● PROVIDED PASSAGE:
**********
This weekend in Harpers Ferry, anyone interested in the AT is invited to come out for guest speakers, workshops, children’s activities, hiking displays, live music and food at the Harpers Ferry Appalachian Trail Visitor Center.

Also planned: a parade from the lower end of town, where many local merchants will offer discounts to celebration participants.

“When you think about the feat of completing the Appalachian Trail … it’s just a real demonstration of cooperative agreement and people working together,” said Javier Folgar, marketing and communications manager of the Appalachian Trail Conservancy. “That’s really what the celebration’s all about: including all the partners and all the volunteers that really help make this dream a reality.”

The list of guest speakers for the weekend will include representatives from the ATC, the Appalachian National Scenic Trail, the Harpers Ferry National Historical Park, the Appalachian Trail Museum and the Potomac Appalachian Trail Club.
**********
● SOURCE MATERIAL:
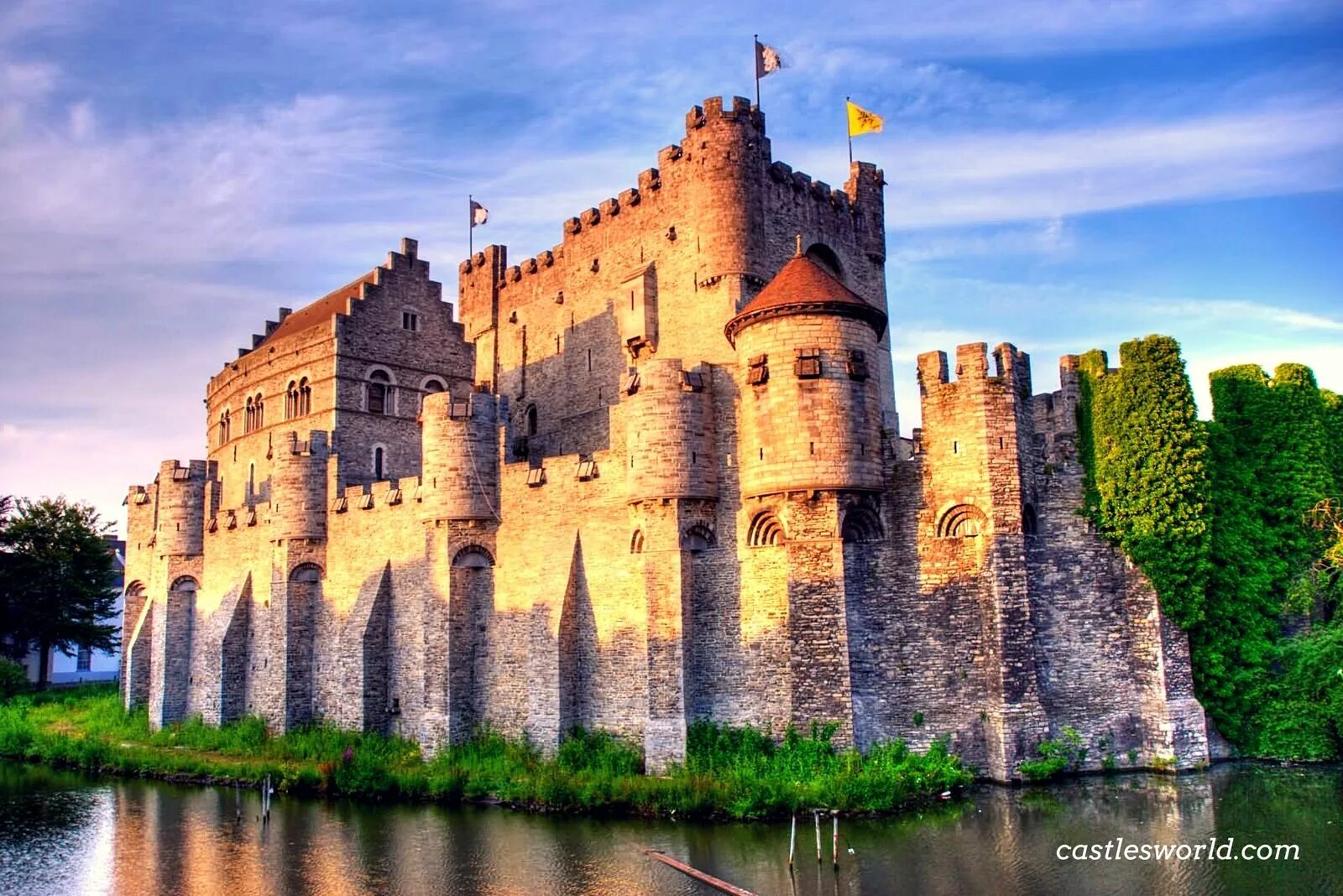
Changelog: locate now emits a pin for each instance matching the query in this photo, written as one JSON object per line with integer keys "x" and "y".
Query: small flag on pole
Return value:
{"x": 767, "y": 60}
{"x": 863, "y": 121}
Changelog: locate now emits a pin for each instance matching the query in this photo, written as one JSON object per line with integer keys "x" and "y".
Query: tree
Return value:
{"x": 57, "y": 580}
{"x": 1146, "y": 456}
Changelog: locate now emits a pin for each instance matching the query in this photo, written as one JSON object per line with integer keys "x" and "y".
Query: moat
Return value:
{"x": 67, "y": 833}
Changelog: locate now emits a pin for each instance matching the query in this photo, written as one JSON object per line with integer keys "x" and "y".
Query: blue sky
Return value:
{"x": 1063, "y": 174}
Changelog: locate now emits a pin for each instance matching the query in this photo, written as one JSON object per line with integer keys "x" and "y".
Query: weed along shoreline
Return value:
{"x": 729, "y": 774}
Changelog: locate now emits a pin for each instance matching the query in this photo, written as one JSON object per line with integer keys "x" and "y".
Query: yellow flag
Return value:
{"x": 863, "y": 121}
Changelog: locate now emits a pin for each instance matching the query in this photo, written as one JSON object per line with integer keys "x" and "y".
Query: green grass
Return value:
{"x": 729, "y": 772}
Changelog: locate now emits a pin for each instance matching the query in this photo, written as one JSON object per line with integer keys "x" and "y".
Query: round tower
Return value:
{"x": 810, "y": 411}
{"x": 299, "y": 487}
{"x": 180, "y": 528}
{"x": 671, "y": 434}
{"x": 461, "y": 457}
**********
Transcribe the part of the Harpers Ferry trail celebration text that opens with the words containing "This weekend in" and closes with "Trail Visitor Center.".

● SOLUTION TO THIS PROBLEM:
This weekend in Harpers Ferry, anyone interested in the AT is invited to come out for guest speakers, workshops, children’s activities, hiking displays, live music and food at the Harpers Ferry Appalachian Trail Visitor Center.